• Exercise:
Return every record verbatim.

• Task input:

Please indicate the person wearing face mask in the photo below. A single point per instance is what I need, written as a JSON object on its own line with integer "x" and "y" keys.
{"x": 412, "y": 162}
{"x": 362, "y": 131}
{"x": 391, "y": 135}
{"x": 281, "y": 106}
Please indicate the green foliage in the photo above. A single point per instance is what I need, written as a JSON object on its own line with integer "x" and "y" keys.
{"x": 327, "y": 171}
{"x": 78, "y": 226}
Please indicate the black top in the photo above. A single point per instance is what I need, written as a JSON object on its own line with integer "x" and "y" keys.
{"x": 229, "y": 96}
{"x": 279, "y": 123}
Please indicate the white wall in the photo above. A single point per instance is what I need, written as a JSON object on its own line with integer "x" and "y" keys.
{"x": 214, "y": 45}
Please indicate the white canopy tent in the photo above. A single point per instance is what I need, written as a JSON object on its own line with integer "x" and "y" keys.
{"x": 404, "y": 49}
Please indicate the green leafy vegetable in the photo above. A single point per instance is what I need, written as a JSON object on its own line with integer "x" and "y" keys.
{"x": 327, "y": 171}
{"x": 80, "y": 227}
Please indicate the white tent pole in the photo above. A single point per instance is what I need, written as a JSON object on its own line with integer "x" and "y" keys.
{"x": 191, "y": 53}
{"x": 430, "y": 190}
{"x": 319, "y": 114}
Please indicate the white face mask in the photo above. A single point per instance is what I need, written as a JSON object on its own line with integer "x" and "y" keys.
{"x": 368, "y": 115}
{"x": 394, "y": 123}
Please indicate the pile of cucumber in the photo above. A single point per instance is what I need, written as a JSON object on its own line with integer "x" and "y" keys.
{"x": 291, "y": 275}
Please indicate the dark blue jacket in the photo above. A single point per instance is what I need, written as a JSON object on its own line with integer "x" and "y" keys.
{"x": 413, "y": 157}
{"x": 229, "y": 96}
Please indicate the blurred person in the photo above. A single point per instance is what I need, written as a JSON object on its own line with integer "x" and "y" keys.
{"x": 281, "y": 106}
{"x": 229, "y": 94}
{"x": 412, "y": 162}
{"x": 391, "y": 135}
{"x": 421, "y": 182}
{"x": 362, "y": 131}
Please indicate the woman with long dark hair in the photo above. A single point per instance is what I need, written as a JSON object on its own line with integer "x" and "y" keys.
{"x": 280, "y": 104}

• Solution for this task:
Please indicate the person wearing face mask in the photo below. A single point per instance is what I need, written as a JSON object on its own line with integer "x" and "y" keys.
{"x": 412, "y": 162}
{"x": 362, "y": 131}
{"x": 391, "y": 135}
{"x": 281, "y": 106}
Please indicate the green foliage in the photo above. A single point per instance is what I need, written as a JSON object on its own line with integer "x" and "y" keys.
{"x": 327, "y": 171}
{"x": 78, "y": 226}
Please indicate the black top in the photo above. A single point per instance is what I need, written as a JSON object on its own line with integer "x" and "y" keys.
{"x": 229, "y": 96}
{"x": 279, "y": 123}
Please indicate the white wall in the photo above. A single point per instance is what I need, written as a JSON object on its own line with integer "x" and "y" keys.
{"x": 214, "y": 45}
Please indicate the white canopy tent in the photo above. A single point per instance is what I need, written as a JSON object on its own line with integer "x" and "y" keys.
{"x": 404, "y": 49}
Please indicate the green leafy vegetable in the photo above. A single point per instance is what I need, written as a JSON object on its own line with integer "x" and "y" keys.
{"x": 327, "y": 171}
{"x": 80, "y": 227}
Please indicate the white tent pole in the photo above. A single point per instance is what I need, written as a JSON object on its own line with integer "x" and "y" keys.
{"x": 191, "y": 53}
{"x": 430, "y": 190}
{"x": 319, "y": 114}
Please indicate the white face mask in the photo above. A single point per instance is what I need, written as a JSON object on its own line with integer "x" and "y" keys.
{"x": 368, "y": 115}
{"x": 394, "y": 123}
Please indicate the pile of cucumber in the photo above. A single point per instance is what I need, written as a JSON object on its own line with integer "x" and "y" keys.
{"x": 291, "y": 275}
Please indicate the dark blue jacket in the photo above. A single point per instance is what I need, written as a JSON object on its own line with integer "x" and "y" keys.
{"x": 413, "y": 157}
{"x": 229, "y": 96}
Please indicate the blurred person in the photo above. A single point per instance is what I need, written as a JSON object on its own line with integer "x" and "y" keys.
{"x": 281, "y": 106}
{"x": 229, "y": 94}
{"x": 412, "y": 162}
{"x": 391, "y": 135}
{"x": 421, "y": 182}
{"x": 362, "y": 131}
Please indicate the woman with long dark hair in the photo above. A single point per instance is what I need, written as a JSON object on its own line with integer "x" and "y" keys.
{"x": 280, "y": 104}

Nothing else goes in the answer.